─── The records

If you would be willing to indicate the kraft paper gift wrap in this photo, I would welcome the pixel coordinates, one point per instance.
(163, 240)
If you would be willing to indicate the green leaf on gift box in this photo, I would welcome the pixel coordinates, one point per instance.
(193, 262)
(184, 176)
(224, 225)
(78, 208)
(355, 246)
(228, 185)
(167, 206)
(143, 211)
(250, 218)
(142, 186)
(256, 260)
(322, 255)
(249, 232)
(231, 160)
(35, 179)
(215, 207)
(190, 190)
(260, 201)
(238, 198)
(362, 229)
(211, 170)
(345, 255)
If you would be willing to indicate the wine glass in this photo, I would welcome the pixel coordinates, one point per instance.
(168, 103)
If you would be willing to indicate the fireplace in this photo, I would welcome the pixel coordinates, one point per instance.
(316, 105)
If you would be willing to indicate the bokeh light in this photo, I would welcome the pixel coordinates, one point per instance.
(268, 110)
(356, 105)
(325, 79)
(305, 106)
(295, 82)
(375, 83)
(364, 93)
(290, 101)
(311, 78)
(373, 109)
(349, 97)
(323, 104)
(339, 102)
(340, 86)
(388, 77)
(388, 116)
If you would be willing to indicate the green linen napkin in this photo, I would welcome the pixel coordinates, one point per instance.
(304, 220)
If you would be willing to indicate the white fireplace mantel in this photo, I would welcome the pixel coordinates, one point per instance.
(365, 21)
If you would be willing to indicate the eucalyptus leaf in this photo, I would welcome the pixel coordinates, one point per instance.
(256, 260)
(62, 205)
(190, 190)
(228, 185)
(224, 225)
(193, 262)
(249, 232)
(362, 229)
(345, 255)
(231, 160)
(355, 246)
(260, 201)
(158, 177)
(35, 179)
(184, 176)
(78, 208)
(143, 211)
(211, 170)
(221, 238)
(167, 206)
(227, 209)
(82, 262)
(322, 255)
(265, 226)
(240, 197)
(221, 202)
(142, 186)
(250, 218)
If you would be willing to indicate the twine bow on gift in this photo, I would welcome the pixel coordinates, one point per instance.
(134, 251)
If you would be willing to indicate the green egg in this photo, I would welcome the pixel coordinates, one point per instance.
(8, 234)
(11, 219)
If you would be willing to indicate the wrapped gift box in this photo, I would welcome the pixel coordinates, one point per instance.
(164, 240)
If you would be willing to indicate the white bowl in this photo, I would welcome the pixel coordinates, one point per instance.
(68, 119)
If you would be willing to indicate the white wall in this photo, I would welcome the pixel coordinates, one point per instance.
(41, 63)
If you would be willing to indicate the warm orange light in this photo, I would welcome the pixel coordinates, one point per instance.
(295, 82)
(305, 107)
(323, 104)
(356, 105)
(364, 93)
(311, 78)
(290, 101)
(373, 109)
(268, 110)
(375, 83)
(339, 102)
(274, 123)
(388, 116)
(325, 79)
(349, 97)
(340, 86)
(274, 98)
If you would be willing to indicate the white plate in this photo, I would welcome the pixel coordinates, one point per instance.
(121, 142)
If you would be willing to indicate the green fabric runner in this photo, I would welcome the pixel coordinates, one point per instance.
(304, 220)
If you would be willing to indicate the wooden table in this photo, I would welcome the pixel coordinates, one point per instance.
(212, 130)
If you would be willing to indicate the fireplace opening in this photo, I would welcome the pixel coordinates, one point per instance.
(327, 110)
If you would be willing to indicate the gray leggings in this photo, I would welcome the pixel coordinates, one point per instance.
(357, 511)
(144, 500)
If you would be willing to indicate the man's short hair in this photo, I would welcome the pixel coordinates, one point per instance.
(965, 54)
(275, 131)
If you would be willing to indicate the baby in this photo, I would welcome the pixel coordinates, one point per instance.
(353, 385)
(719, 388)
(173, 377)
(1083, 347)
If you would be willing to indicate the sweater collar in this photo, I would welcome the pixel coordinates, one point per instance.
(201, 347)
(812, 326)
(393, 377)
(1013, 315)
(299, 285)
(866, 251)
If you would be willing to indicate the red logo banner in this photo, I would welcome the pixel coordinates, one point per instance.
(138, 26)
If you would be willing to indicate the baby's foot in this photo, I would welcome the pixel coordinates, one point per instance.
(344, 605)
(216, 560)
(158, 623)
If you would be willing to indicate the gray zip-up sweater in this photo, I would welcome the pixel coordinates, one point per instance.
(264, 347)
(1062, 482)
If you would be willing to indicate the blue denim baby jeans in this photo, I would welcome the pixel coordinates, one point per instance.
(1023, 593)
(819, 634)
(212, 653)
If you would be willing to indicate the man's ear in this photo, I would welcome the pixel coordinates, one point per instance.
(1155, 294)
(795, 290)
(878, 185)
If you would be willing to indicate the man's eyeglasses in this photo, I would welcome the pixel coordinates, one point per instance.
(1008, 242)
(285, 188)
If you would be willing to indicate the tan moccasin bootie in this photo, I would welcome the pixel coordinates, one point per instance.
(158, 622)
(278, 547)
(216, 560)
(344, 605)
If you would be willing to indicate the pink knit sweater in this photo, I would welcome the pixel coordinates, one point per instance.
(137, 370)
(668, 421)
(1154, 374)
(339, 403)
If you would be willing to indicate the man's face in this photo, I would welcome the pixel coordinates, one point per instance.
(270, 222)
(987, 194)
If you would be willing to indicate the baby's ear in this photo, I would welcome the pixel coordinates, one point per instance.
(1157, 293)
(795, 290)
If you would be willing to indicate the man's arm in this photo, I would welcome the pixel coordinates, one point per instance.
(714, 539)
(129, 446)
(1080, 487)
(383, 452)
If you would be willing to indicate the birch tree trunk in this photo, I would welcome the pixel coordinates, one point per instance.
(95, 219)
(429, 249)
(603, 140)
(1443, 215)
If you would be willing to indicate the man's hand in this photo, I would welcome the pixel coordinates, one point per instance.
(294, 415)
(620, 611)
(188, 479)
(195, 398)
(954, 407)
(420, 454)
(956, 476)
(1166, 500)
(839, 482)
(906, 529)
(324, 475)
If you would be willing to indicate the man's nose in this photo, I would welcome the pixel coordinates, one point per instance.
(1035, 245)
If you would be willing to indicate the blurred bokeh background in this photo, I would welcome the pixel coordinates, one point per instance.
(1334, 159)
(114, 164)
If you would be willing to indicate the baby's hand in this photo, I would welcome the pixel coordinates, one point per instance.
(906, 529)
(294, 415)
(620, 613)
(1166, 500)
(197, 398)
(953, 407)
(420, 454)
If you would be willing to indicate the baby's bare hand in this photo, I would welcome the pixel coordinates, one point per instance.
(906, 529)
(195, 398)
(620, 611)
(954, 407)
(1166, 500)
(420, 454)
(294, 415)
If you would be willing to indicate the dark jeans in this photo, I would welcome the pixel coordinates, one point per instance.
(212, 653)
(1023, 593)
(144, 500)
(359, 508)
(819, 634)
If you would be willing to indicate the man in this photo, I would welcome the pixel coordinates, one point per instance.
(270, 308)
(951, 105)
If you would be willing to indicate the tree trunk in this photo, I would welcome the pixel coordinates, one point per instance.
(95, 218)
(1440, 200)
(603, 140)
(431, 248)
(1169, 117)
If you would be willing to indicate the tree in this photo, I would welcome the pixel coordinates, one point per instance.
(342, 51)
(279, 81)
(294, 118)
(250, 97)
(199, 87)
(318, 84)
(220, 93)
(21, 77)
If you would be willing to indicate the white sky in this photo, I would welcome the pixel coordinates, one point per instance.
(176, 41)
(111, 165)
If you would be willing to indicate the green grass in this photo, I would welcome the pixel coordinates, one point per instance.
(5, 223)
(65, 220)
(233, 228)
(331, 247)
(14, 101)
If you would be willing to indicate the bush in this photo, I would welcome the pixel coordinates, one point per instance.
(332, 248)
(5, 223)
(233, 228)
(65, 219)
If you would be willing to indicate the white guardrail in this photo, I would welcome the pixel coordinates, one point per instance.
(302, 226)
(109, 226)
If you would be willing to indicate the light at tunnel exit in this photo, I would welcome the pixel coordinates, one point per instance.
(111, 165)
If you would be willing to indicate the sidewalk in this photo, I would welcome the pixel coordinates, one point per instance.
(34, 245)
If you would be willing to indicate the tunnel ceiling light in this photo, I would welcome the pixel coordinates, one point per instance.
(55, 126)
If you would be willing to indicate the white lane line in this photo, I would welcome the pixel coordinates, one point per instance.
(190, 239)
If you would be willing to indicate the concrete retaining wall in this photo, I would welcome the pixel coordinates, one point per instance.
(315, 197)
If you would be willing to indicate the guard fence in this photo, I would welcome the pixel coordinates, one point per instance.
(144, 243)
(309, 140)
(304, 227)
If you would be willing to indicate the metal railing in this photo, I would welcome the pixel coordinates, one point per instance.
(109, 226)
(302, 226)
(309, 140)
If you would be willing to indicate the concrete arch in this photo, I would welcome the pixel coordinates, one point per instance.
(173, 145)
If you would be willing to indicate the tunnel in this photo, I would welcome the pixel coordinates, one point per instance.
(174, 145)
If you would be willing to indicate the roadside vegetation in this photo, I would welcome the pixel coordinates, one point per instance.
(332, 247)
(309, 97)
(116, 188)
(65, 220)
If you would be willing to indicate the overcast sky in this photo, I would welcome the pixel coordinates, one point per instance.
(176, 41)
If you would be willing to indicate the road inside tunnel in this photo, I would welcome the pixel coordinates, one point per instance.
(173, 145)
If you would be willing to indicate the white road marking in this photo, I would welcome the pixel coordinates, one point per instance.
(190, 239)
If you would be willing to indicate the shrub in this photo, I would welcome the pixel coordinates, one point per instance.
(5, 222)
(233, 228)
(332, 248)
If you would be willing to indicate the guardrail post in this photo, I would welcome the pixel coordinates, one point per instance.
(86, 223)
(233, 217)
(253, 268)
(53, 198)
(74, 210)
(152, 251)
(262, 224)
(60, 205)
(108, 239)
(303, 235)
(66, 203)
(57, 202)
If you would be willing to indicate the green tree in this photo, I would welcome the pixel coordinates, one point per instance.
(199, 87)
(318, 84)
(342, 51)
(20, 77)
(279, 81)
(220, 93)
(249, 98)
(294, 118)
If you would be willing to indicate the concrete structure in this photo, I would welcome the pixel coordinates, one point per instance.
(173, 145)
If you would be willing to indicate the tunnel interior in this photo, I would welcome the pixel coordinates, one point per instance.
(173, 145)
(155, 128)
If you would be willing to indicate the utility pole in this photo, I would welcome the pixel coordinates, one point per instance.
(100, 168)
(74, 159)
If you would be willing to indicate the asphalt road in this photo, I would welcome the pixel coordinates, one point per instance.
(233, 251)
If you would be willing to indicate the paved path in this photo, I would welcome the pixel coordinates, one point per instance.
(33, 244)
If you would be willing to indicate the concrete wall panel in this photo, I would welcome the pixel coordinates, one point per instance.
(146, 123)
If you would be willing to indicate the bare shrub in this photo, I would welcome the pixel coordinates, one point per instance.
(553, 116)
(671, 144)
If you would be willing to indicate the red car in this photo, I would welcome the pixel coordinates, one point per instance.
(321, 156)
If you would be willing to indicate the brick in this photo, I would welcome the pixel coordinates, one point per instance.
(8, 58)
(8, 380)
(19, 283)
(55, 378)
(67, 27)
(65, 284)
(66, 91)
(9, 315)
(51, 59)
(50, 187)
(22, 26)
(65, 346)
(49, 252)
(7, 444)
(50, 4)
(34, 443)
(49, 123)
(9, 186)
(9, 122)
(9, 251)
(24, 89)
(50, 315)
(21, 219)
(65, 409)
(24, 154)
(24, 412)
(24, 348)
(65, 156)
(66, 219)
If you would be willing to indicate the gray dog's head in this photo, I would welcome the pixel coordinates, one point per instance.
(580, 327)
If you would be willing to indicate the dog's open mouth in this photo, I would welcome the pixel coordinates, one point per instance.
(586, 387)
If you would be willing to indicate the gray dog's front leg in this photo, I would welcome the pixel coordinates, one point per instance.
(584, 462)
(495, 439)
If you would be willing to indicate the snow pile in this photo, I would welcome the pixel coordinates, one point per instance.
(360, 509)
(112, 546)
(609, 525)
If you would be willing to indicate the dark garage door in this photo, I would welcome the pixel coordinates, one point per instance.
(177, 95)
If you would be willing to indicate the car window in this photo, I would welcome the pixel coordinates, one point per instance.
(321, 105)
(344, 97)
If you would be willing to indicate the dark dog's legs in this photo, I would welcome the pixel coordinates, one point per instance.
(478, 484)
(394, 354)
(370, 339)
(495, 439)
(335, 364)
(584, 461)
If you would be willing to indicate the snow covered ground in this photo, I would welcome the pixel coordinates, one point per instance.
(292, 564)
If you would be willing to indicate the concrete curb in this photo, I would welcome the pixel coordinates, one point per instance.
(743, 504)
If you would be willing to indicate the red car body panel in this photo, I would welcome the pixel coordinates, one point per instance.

──────

## Task brief:
Output only the lines from the one holding "If you would be willing to indicate the gray dog's front" through the last line above, exactly as they appear.

## Answer in full:
If you would be willing to indicate the gray dog's front leg in this photo, I would welcome the pixel coordinates, one point per instance.
(584, 462)
(495, 439)
If you would be willing to indicate the snow pile in this photo, I would welcome the pixel coordinates, one point per instance.
(360, 509)
(112, 546)
(609, 525)
If you would be willing to indicate the dark garage door in this photo, I would welcome the pixel coordinates, one point per instance.
(177, 95)
If you would be willing to indicate the car window in this photo, I would welcome the pixel coordinates, one point per instance.
(321, 105)
(344, 97)
If you would be willing to indicate the dark dog's legs in this photo, I would welcome the pixel coordinates, one point per instance.
(478, 484)
(394, 354)
(370, 339)
(495, 439)
(335, 364)
(584, 461)
If you would be willing to indicate the snow covered ground in this photo, I would welcome the pixel coordinates, one point per instance.
(292, 564)
If you would be willing to indicate the concrete curb in this photo, I would welcome the pixel coordinates, one point per instance.
(743, 504)
If you would be willing to indicate the red car body panel in this photo, I would welcome the pixel coordinates, one point per instance.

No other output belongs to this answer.